Pictures excluded, return every entry exactly, please.

*****

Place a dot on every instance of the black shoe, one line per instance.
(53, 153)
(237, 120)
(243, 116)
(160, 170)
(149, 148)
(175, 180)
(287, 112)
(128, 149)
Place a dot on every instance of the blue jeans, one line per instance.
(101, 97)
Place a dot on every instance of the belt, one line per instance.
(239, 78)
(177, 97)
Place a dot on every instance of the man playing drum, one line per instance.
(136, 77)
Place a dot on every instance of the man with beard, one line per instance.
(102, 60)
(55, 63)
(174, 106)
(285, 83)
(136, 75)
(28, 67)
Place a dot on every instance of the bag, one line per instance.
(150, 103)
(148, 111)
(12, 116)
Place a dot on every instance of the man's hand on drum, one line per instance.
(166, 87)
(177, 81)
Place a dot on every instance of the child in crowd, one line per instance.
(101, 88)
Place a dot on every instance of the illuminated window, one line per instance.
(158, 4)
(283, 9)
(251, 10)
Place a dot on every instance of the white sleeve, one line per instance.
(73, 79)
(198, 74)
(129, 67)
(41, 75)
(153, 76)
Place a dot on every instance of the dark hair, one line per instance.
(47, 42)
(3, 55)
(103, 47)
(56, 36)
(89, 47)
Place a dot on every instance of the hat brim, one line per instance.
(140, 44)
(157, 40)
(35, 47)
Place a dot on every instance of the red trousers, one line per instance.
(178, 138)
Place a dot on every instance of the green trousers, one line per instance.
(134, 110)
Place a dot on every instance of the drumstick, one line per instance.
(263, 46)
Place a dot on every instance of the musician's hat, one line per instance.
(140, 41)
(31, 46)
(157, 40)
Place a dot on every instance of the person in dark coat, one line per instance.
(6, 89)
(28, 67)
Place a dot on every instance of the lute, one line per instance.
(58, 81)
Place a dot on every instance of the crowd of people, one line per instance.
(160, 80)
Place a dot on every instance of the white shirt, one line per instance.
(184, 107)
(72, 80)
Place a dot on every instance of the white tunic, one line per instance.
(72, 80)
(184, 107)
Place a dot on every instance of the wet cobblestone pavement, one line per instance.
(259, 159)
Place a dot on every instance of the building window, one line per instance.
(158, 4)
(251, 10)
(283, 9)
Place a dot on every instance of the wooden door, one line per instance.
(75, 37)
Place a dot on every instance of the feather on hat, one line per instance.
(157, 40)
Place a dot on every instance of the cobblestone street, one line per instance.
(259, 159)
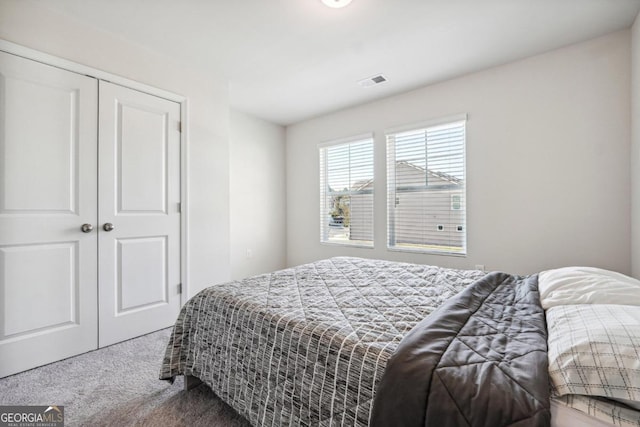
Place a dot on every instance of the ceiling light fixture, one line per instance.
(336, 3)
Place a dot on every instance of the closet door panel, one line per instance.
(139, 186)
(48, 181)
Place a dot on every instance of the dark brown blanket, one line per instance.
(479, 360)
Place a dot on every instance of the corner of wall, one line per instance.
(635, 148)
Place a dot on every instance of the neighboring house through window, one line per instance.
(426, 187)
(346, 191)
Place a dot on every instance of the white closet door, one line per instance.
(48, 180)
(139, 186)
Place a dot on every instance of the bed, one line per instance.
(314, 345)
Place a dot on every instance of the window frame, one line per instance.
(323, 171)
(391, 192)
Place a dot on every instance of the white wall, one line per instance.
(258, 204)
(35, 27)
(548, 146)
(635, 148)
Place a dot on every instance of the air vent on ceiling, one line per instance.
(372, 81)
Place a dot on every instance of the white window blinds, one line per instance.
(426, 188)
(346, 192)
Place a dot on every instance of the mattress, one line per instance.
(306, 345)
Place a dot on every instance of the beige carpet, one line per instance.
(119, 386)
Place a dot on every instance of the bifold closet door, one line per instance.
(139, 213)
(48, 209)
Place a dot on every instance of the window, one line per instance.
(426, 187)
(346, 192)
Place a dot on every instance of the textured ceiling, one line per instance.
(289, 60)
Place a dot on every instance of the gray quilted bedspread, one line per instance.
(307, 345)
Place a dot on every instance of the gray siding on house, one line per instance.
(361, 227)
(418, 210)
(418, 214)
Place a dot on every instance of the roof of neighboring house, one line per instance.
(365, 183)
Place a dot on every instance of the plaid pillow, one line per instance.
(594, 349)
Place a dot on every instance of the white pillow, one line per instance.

*****

* [SOLUTION TO THIS PROBLEM]:
Place a dot on every instance of the black shoe, one line per instance.
(53, 153)
(237, 120)
(243, 116)
(160, 170)
(149, 148)
(175, 180)
(287, 112)
(128, 149)
Place a dot on every instance of the blue jeans, one line per instance.
(101, 97)
Place a dot on every instance of the belt, one line per instance.
(239, 78)
(177, 97)
Place a dot on every instance of the man playing drum, one line per instance.
(136, 77)
Place a dot on every instance of the man with beard, one line per instance.
(102, 60)
(55, 63)
(174, 106)
(285, 83)
(136, 75)
(28, 67)
Place a dot on every instance of the bag, one line per instance.
(150, 103)
(148, 111)
(12, 116)
Place a dot on every instance of the man's hand on drum, one line per instance.
(166, 87)
(177, 81)
Place a dot on every instance of the child in crowd, one line per instance.
(101, 88)
Place a dot on every instance of the illuminated window, one line per instance.
(158, 4)
(283, 9)
(251, 10)
Place a dot on every instance of the white sleeve, one line per instance.
(73, 79)
(198, 74)
(129, 67)
(41, 75)
(153, 76)
Place a dot on every instance of the dark hair, one line per instance.
(47, 42)
(3, 55)
(103, 47)
(56, 36)
(89, 47)
Place a dot on every instance of the hat brim, one line per instance.
(140, 44)
(157, 40)
(35, 47)
Place a dot on every instance of the red trousers, one line per instance.
(178, 138)
Place a dot on every instance of the green trousers, one line per instance.
(134, 110)
Place a dot on every instance of the drumstick, one line per instance.
(263, 46)
Place a dot on every instance of the musician's hat, one line per instance.
(140, 41)
(31, 46)
(157, 40)
Place a dot on every instance of the person in dark coat, one line per instance.
(6, 89)
(28, 67)
Place a dot on every instance of the lute, one line per instance.
(58, 81)
Place a dot on every instance of the crowd of people, one line per instance.
(160, 80)
Place a dot on every instance of the white shirt, one line per instance.
(184, 107)
(72, 80)
Place a dot on every instance of the white tunic, one line per instance.
(72, 80)
(184, 107)
Place a dot on every instance of the wet cobblestone pavement, one line per instance.
(259, 159)
Place a dot on every instance of the building window, one line per instance.
(158, 4)
(251, 10)
(283, 9)
Place a dot on every instance of the wooden door, one line per instance.
(75, 37)
Place a dot on every instance of the feather on hat, one line per instance.
(157, 40)
Place a dot on every instance of the cobblestone street, one line per instance.
(259, 159)
Place a dot on every instance of the ceiling light fixture, one line per instance.
(336, 3)
Place a dot on every instance of the closet door panel, one line per instance.
(139, 186)
(48, 181)
Place a dot on every instance of the dark brown blanket, one line per instance.
(479, 360)
Place a dot on every instance of the corner of wall, one line per instance.
(635, 148)
Place a dot on every instance of the neighboring house through window, one line per instance.
(426, 187)
(346, 191)
Place a dot on every instance of the white closet door, one line per instance.
(48, 180)
(139, 186)
Place a dot on every instance of the bed, one line per instance.
(314, 345)
Place a dot on every instance of the window frame, one line per instance.
(323, 171)
(391, 192)
Place a dot on every instance of the white wall, one line per instance.
(258, 204)
(35, 27)
(548, 146)
(635, 148)
Place a dot on every instance of the air vent on ceiling, one line per instance.
(372, 81)
Place a dot on every instance of the white window blinds, one line per instance.
(426, 188)
(346, 192)
Place a dot on every instance of the mattress, one line per instance.
(306, 345)
Place a dot on every instance of the beige carpet, one line per instance.
(119, 386)
Place a dot on every instance of the bifold closet door, one line per instance.
(139, 213)
(48, 209)
Place a dot on every instance of the window, one line per instance.
(426, 187)
(346, 192)
Place a dot on every instance of the textured ceiling, one line per instance.
(289, 60)
Place a dot on every instance of the gray quilted bedspread, one line per instance.
(307, 345)
Place a dot on every instance of the gray siding on house, one line per instance.
(361, 227)
(418, 210)
(418, 214)
Place a dot on every instance of the roof of neighboring house, one line per instance.
(365, 183)
Place a dot on every instance of the plaid pillow, one line per instance.
(594, 349)
Place a dot on every instance of the white pillow, one line per instance.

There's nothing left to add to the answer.